──────── Document section ────────

Étienne Boulay (born March 10, 1983) is a former Canadian football safety. He most recently played for the Toronto Argonauts of the Canadian Football League, with whom he won the 100th Grey Cup championship. He previously played for the Montreal Alouettes from  to  where he won two more Grey Cup championships. He was drafted 16th overall by the Alouettes in the 2006 CFL Draft. He played college football for the New Hampshire Wildcats.

Boulay signed with the New York Jets of the National Football League in 2008 but was released in preseason.

Early years
Boulay played at Kent School in Kent, Connecticut. In 2001, he led Kent to the New England Class A Championship in football as a running back, defensive back, and team captain. Following the season, Étienne was voted the New England Class A Player of the Year for 2001. In high school, he attended College Jean-Eudes in Montreal, Quebec, playing defensive back for the football team.

College career
He played for the New Hampshire Wildcats from 2002 to 2005. He played 13 games in 2004, making 65 tackles and intercepting three passes. He also registered 66 tackles and five interceptions in 2005.

──────── Extracted records ────────

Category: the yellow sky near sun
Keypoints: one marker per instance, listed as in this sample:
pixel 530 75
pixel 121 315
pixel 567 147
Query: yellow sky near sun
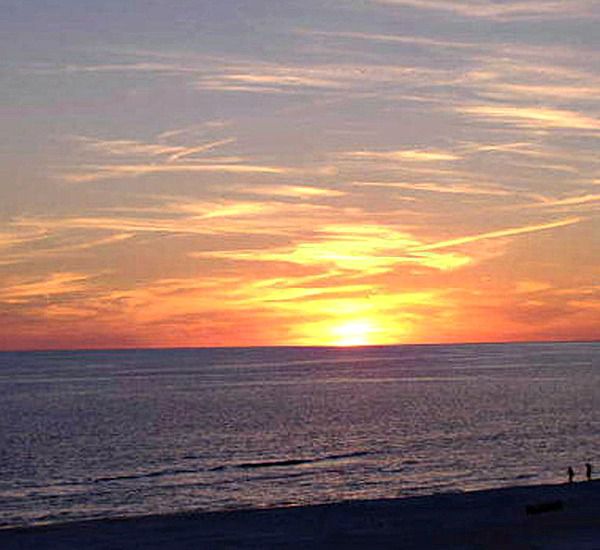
pixel 391 172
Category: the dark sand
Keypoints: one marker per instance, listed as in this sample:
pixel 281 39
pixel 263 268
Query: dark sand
pixel 565 517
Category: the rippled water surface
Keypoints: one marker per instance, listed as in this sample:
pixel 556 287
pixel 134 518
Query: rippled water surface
pixel 112 433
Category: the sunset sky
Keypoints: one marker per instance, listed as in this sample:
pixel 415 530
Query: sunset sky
pixel 274 172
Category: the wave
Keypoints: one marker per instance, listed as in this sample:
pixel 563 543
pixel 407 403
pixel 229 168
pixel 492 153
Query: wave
pixel 290 461
pixel 239 466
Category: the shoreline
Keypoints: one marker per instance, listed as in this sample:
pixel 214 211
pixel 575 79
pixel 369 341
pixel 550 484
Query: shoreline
pixel 532 516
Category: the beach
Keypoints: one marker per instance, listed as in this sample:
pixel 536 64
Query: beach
pixel 565 516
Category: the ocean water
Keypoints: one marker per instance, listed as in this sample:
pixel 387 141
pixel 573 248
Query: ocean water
pixel 119 433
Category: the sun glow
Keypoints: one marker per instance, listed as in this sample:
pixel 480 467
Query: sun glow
pixel 358 332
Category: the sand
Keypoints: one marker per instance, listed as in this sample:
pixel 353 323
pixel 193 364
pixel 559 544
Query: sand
pixel 541 517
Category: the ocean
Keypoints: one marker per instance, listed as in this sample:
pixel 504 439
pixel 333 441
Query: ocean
pixel 101 434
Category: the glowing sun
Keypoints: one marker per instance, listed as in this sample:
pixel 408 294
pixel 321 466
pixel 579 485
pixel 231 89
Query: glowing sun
pixel 353 333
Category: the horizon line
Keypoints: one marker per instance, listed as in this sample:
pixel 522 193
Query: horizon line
pixel 299 346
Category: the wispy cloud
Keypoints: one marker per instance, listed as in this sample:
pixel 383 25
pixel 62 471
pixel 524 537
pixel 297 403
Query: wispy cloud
pixel 408 155
pixel 509 232
pixel 390 39
pixel 54 284
pixel 534 9
pixel 538 117
pixel 364 249
pixel 296 191
pixel 454 189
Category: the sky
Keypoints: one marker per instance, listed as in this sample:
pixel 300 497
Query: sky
pixel 298 172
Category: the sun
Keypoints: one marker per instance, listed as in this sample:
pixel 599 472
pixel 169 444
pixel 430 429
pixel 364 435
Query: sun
pixel 359 332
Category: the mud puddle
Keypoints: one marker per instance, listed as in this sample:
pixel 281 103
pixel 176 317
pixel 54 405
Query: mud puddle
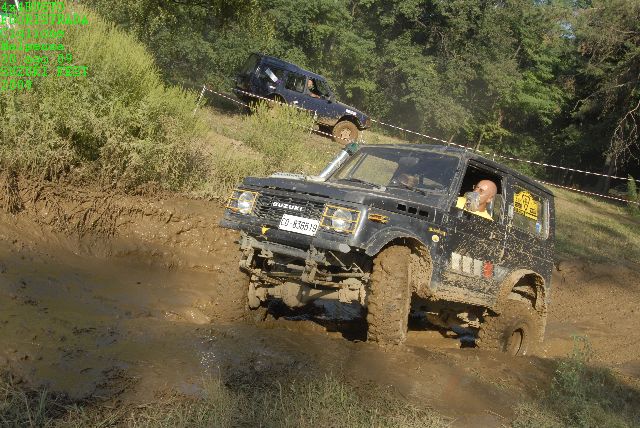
pixel 96 328
pixel 140 308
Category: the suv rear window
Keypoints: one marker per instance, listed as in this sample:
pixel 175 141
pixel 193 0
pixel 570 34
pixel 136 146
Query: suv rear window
pixel 249 65
pixel 295 82
pixel 381 166
pixel 271 74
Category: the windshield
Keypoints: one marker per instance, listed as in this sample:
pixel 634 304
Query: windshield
pixel 399 167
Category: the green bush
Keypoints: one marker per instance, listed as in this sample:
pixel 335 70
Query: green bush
pixel 633 196
pixel 120 123
pixel 297 402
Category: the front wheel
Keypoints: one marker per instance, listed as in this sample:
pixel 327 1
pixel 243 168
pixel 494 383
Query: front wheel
pixel 344 132
pixel 516 331
pixel 389 296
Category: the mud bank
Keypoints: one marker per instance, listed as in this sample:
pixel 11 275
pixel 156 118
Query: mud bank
pixel 119 297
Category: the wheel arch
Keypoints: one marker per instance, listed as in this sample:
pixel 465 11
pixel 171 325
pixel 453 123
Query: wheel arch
pixel 350 118
pixel 421 263
pixel 524 285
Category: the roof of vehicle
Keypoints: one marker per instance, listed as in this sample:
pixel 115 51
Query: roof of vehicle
pixel 289 66
pixel 466 154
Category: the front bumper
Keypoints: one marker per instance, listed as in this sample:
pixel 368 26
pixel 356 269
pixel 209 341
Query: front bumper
pixel 293 242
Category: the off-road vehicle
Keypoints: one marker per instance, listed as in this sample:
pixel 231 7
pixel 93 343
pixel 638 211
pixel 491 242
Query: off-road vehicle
pixel 360 232
pixel 282 81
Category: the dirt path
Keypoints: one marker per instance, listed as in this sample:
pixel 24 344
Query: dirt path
pixel 104 295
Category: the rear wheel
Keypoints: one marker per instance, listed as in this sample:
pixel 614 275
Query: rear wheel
pixel 344 132
pixel 388 300
pixel 516 331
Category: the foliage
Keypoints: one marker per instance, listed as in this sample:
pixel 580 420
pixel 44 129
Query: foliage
pixel 551 81
pixel 292 402
pixel 120 123
pixel 614 236
pixel 633 196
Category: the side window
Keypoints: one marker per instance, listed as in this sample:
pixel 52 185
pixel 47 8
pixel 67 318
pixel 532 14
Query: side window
pixel 475 176
pixel 318 88
pixel 295 82
pixel 271 74
pixel 530 212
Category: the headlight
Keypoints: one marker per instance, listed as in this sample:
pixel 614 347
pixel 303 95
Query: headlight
pixel 242 201
pixel 340 219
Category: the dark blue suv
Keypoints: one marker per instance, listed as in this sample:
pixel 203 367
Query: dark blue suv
pixel 282 81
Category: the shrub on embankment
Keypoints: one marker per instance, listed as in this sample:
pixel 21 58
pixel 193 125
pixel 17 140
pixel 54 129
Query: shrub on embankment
pixel 120 124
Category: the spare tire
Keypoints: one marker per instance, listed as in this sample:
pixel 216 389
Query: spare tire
pixel 345 131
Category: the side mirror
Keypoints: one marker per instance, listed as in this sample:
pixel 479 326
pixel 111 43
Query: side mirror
pixel 472 202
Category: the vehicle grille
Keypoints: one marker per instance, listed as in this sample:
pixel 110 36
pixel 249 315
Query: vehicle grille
pixel 265 209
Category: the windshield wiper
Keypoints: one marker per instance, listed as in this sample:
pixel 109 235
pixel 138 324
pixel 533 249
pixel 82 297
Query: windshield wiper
pixel 357 180
pixel 401 185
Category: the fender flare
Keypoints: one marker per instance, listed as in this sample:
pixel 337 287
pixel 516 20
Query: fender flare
pixel 512 280
pixel 378 241
pixel 351 118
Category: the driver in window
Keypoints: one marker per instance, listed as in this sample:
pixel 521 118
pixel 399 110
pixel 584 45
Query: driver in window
pixel 486 191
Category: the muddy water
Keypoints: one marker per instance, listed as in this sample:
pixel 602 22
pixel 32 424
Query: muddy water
pixel 109 328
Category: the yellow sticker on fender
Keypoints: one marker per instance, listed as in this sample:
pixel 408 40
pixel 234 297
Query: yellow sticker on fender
pixel 524 204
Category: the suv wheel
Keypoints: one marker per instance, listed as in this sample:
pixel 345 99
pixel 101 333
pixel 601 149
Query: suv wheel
pixel 515 331
pixel 344 132
pixel 388 300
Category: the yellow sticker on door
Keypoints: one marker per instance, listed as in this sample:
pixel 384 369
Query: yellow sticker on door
pixel 524 204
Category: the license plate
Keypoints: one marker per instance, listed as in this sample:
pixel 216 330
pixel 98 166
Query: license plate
pixel 302 225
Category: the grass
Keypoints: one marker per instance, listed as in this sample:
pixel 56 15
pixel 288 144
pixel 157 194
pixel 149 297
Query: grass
pixel 594 230
pixel 581 395
pixel 300 402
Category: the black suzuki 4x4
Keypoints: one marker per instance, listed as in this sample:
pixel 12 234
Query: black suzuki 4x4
pixel 360 232
pixel 281 81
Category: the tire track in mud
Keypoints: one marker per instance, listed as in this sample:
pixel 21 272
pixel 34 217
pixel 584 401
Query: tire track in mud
pixel 112 295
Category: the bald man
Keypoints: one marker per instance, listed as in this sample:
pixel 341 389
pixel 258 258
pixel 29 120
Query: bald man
pixel 487 190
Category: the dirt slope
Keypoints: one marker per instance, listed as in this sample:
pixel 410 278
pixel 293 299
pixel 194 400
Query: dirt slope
pixel 105 295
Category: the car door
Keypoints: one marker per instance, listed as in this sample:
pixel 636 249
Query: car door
pixel 294 87
pixel 528 241
pixel 474 245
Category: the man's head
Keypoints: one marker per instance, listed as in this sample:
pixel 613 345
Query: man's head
pixel 487 190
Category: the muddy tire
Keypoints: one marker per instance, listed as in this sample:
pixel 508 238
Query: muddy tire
pixel 516 331
pixel 389 297
pixel 344 132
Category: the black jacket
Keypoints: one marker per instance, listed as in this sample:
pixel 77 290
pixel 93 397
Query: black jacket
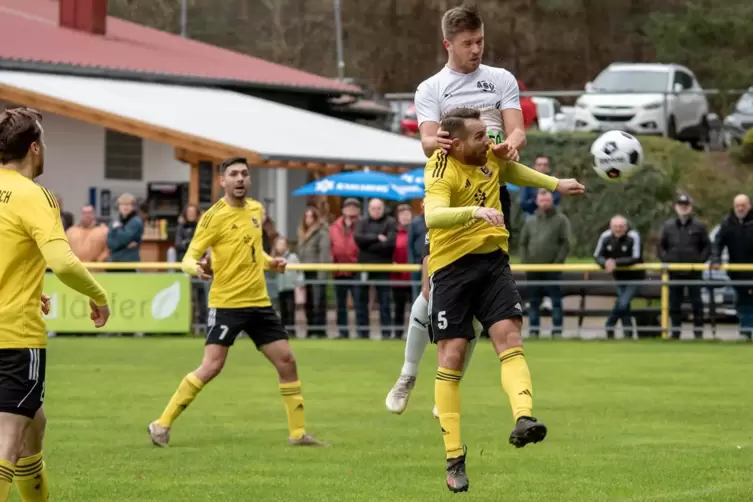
pixel 684 242
pixel 371 249
pixel 626 250
pixel 737 236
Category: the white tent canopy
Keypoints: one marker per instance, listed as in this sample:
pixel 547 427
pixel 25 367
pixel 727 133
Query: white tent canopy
pixel 273 130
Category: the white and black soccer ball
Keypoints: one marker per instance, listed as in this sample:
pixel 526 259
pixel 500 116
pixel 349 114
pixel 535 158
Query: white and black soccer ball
pixel 617 155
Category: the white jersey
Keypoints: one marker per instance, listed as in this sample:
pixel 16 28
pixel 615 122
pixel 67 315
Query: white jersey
pixel 487 89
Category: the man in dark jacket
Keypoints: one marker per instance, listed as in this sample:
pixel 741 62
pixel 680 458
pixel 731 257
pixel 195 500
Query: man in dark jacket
pixel 416 237
pixel 376 234
pixel 545 238
pixel 736 234
pixel 528 194
pixel 685 240
pixel 620 247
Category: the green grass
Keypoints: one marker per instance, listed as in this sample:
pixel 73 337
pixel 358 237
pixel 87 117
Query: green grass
pixel 627 421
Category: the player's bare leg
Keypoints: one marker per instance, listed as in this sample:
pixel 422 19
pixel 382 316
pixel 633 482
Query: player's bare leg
pixel 451 358
pixel 31 472
pixel 281 356
pixel 211 365
pixel 12 429
pixel 516 381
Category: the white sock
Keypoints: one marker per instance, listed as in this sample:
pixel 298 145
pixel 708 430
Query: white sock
pixel 418 336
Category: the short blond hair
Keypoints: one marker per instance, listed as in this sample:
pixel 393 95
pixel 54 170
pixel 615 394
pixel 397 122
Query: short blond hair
pixel 460 19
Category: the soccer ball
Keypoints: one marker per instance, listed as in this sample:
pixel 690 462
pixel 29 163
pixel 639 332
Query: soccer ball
pixel 617 155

────────

Repeat the biography of Étienne Boulay word for word, in full, without changing anything.

■ Task answer ■
Étienne Boulay (born March 10, 1983) is a former Canadian football safety. He most recently played for the Toronto Argonauts of the Canadian Football League, with whom he won the 100th Grey Cup championship. He previously played for the Montreal Alouettes from  to  where he won two more Grey Cup championships. He was drafted 16th overall by the Alouettes in the 2006 CFL Draft. He played college football for the New Hampshire Wildcats.

Boulay signed with the New York Jets of the National Football League in 2008 but was released in preseason.

Early years
Boulay played at Kent School in Kent, Connecticut. In 2001, he led Kent to the New England Class A Championship in football as a running back, defensive back, and team captain. Following the season, Étienne was voted the New England Class A Player of the Year for 2001. In high school, he attended College Jean-Eudes in Montreal, Quebec, playing defensive back for the football team.

College career
He played for the New Hampshire Wildcats from 2002 to 2005. He played 13 games in 2004, making 65 tackles and intercepting three passes. He also registered 66 tackles and five interceptions in 2005.